**Selected excerpt**
↓↓↓

Copy provided to me by the publisher in exchange for review consideration.


Monday, May 11, 2020

Historical Reviewlettes

These reviewlettes are historical in more ways then one.  First of all, they're all historical fiction.  Secondly, I read them all like a ludicrously long time ago, so the finer plot points are lost to the sands of time and memory.  That said, I seem to be fully incapable of sending them off on their next adventure until I comment on them in some way because they were all so good.  

First up, we have The Gown by Jennifer Robson.  And really do I even need to tell you to read this book?  I mean, look at it, with a cover like that, this book sells itself.  Amiright?


Not convinced?  OK, fine, I'll try to use my words.

The Gown is set in post-World War II London where Ann Hughes and Miriam Dassin meet in the embroidery workroom of Norman Hartnell's famed fashion house.  Ann is an English girl who began at Hartnell as an apprentice and risen through the ranks.  Miriam has come from France, having survived the Holocaust, now seeking to put her prodigious embroidery skills to work.  Though the hardship and scarcity of the war linger, the excitement of Princess Elizabeth's upcoming wedding finally gives the British people cause for celebration, and the gown will be made at Hartnell.

The historical tale was so rich, it hardly needed a modern day perspective of Ann's granddaughter unearthing her grandmother's long kept secrets, but the modern perspective didn't take away either.  I loved this tale of friendship, its capturing of England's hesitant first steps away from the war, the setting of the fashion house, and the excitement of the wedding.  The Gown is a beautifully told story of two friends and England's reawakening after the ravages of World War II.



Next up, we've got The Visitors by Sally Beauman.  I've always been a touch fascinated by Egypt and the Pyramids, and I was totally taken in by this historical tale of two young girls who become friends in 1922 Egypt, just at the time that the excavations in the Valley of Kings finally yield the ultimate find.  I loved how this book was told from the perspective of two young girls, one the daughter of expatriate archaeologists.  They're caught up in the middle of the Egypt-mania that has seized the English.  The tensions between the wealthy sponsors of the digs and the ambitious archaeologists determined to find Tutankhamun's tomb are rife.  The girls realize something untoward is afoot but can't quite grasp it.  This is a long book that doesn't feel long.  I relished every page of Beauman's richly drawn Egypt and her cast of characters all entangled in the intrigue of robbing a nation of its treasures at any cost.  If I reread books, I'd reread this one.

↑↑↑

**Actions to take**
1. In the historical fiction reviews, translate this sentence into Spanish: "This is a long book that doesn't feel long."
2. Continue the historical fiction reviews after their last sentence.

**Supplied material**
↓↓↓

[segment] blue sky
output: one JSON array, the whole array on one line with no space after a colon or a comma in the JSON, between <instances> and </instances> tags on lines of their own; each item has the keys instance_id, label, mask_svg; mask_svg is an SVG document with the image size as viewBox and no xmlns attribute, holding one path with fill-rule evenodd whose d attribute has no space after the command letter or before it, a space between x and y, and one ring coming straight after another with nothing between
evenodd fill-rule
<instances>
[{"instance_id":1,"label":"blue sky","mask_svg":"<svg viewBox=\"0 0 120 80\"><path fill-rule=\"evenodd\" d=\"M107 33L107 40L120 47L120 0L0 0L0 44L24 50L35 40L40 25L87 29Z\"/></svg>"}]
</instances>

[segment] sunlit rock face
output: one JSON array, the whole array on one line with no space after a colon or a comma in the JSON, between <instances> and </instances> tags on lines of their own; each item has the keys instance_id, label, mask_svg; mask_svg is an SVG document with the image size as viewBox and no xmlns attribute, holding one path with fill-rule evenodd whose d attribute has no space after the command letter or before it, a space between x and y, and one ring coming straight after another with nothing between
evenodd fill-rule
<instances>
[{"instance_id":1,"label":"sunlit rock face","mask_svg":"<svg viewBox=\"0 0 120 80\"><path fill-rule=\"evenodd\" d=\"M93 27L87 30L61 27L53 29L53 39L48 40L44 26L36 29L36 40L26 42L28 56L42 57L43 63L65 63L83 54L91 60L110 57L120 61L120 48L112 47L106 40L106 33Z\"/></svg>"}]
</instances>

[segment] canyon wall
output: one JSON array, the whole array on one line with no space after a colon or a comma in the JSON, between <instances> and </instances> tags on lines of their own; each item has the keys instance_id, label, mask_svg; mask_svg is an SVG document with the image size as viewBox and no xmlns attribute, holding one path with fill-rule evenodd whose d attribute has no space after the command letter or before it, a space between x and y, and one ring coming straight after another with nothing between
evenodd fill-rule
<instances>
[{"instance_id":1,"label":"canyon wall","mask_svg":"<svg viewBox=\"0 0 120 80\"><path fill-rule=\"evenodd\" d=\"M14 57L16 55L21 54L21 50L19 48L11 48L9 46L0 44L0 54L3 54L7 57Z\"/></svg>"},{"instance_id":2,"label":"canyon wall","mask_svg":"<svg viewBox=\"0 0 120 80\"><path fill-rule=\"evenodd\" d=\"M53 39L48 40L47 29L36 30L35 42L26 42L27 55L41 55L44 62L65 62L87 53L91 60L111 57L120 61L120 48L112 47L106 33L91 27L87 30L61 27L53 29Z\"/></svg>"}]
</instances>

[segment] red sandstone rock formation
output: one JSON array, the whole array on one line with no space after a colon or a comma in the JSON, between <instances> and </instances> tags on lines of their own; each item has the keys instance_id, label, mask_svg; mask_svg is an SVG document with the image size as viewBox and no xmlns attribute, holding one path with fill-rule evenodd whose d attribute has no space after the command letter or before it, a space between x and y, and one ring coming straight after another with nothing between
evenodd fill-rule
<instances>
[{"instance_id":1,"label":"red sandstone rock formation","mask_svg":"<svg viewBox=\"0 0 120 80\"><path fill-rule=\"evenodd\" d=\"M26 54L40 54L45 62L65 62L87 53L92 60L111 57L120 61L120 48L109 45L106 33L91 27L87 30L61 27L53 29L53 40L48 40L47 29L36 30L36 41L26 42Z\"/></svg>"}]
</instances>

↑↑↑

**Expected outputs**
1. Este es un libro largo que no se hace largo.

2.
Last but not least, Tipping the Velvet by Sarah Waters.  Tipping the Velvet is the first Sarah Waters novel I read but I hope it won't be the last because it was fantastic.

In it, oyster girl, Nan King, falls in love with Kitty Butler, a girl playing a boy in a music hall act.  Nan is swept away to London where the two perform together and carry on a covert love affair, The two are desperately in love but too afraid of being discovered to last.  Abandoned by Kitty, Nan finds herself alone in gritty Victorian London with nothing but a broken heart and a trunk full of male clothes from the act.  As a boy, Nan works the streets.  At loose ends, she takes up with all manner of characters, and the story reveals the dirty underbelly of Victorian London as Nan embarks on a number of troubling sexual "adventures."  This book, too, is the richest of historical portrayals and Nan is a remarkable character.  Her story from its beginnings with a sweet and exciting love affair to her search for love and belonging in all the wrong places and on to the redemption that seemed unreachable but perhaps is not, is totally compelling.

All of these reads are so remarkable that even years after reading, I still remember them well!